GIVEN TASK -
Can you quote verbatim the stretch of the records below from the line containing "Target: white ceramic bowl" through the line containing "(403, 1294)", leaving the pictures out of your answer?
┌─ MATERIALS PROVIDED
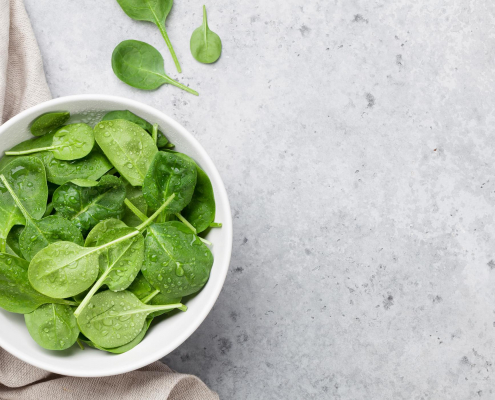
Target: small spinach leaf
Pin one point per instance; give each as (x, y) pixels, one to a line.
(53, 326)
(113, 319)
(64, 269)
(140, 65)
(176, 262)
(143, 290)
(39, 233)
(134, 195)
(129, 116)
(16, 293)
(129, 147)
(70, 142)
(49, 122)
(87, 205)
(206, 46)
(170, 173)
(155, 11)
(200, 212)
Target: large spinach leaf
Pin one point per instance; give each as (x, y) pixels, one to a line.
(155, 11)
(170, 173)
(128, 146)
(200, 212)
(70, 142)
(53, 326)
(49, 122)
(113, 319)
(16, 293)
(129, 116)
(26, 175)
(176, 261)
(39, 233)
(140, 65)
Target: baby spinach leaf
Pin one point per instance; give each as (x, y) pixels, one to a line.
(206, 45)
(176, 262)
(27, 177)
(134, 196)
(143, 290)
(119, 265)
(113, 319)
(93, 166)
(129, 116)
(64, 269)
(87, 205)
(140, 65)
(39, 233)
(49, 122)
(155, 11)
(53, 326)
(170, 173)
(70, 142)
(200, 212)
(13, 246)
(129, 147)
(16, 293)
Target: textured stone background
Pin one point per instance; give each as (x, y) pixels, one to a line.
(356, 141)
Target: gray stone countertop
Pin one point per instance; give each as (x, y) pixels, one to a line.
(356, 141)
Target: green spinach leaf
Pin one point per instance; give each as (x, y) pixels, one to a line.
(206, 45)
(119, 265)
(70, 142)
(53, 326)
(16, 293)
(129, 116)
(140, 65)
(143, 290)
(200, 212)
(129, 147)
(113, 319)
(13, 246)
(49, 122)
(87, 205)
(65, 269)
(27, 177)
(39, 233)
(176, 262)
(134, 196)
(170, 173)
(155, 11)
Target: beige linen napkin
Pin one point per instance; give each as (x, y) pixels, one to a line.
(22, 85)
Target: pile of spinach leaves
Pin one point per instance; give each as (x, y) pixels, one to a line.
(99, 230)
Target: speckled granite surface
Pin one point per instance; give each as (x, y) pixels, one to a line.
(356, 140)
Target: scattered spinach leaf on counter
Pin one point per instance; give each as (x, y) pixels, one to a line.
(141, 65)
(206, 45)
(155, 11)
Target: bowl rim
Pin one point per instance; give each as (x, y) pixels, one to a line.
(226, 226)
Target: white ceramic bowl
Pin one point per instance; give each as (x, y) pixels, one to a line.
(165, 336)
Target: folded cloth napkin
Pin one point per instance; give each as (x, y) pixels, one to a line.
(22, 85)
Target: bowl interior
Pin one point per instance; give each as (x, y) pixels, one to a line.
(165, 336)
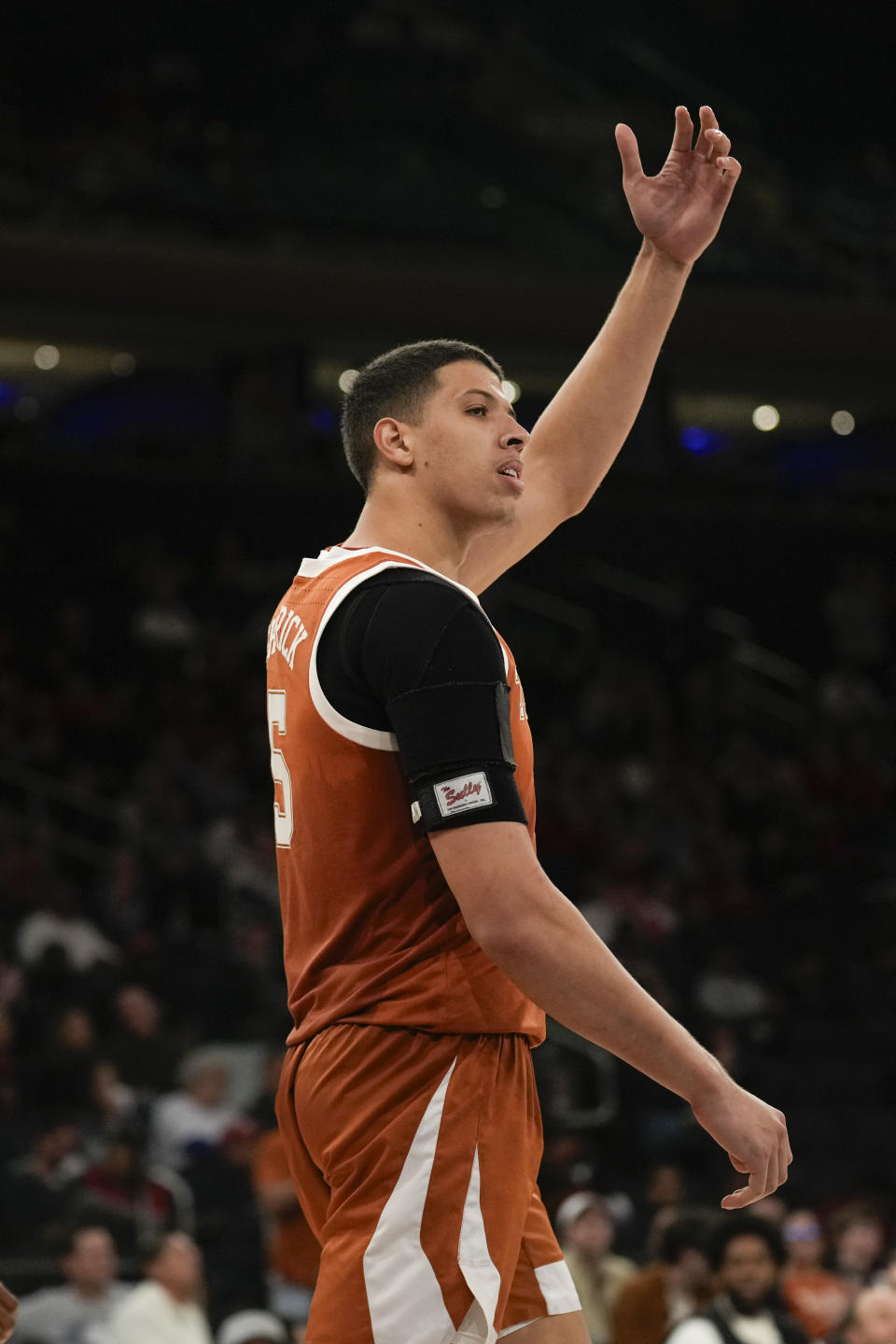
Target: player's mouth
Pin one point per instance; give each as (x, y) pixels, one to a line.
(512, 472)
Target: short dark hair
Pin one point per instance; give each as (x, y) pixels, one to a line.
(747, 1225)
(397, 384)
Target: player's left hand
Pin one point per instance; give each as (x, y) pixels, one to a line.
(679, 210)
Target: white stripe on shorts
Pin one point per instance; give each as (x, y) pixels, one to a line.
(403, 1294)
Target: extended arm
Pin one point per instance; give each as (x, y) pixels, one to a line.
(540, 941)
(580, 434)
└─
┌─ MATERIALS PROVIDED
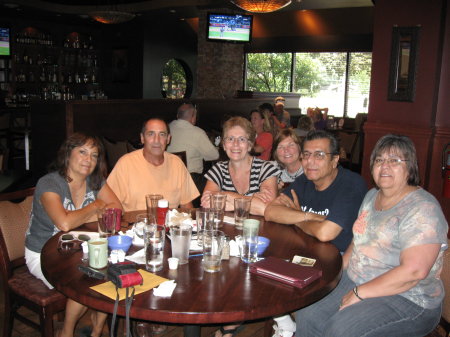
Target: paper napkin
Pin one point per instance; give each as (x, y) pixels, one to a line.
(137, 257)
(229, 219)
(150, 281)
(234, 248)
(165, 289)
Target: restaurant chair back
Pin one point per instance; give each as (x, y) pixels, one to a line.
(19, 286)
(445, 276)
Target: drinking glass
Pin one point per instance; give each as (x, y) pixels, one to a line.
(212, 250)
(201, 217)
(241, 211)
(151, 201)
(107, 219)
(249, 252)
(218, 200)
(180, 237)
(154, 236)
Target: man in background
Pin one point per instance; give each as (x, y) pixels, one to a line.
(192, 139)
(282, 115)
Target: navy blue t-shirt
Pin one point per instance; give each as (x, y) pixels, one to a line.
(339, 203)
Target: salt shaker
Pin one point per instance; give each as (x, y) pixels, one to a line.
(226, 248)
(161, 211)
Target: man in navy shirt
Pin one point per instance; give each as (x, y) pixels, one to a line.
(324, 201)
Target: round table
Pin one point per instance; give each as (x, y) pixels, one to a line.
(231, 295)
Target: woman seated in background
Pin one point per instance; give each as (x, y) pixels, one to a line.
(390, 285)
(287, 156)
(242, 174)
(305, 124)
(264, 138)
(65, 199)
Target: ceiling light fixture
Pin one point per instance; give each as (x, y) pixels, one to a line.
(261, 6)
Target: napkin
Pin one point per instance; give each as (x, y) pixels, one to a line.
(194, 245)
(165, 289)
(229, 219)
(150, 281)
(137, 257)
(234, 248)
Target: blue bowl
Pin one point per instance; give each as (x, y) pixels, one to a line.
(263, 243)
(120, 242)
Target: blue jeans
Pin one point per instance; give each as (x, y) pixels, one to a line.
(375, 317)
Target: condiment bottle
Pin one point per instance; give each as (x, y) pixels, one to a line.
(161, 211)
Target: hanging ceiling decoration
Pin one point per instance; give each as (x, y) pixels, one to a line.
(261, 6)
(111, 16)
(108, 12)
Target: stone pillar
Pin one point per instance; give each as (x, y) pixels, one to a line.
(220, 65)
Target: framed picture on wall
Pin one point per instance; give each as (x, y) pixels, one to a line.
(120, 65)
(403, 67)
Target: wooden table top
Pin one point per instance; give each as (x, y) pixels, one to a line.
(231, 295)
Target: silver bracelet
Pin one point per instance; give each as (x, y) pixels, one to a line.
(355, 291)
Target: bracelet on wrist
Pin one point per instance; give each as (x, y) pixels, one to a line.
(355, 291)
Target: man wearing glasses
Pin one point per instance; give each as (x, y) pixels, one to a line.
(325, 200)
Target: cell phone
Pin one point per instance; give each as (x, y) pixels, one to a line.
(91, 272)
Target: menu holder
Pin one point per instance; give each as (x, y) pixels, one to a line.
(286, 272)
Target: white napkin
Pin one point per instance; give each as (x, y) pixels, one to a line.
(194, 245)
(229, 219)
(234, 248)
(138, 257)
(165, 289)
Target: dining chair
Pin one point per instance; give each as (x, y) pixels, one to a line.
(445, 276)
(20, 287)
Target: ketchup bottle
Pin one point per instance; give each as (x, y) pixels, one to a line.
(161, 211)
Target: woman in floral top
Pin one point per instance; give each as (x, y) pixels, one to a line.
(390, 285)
└─
CORRECT OUTPUT -
Target: white ceramic bowl
Pin one point per instance; give each as (x, y) pixels, one to a line.
(165, 336)
Target: folded cloth napkin
Pin one point per instance; give each as (x, y) pixels, one to a line.
(22, 85)
Target: bowl interior
Pin one point per instance; give each as (x, y) pixels, one to a line.
(165, 336)
Target: player's mouth
Pin one point per instance; give each as (x, y) pixels, one to a line.
(512, 472)
Target: short dark hair
Pin one point per instance; give each as (x, y) pixels, one to a line.
(747, 1225)
(397, 384)
Target: player's left hand
Pin one point per instance; give each as (x, y) pixels, one to a line.
(679, 210)
Target: white stripe on shorts
Pin one point per instance; give each as (x, y) pixels, one to a line.
(403, 1294)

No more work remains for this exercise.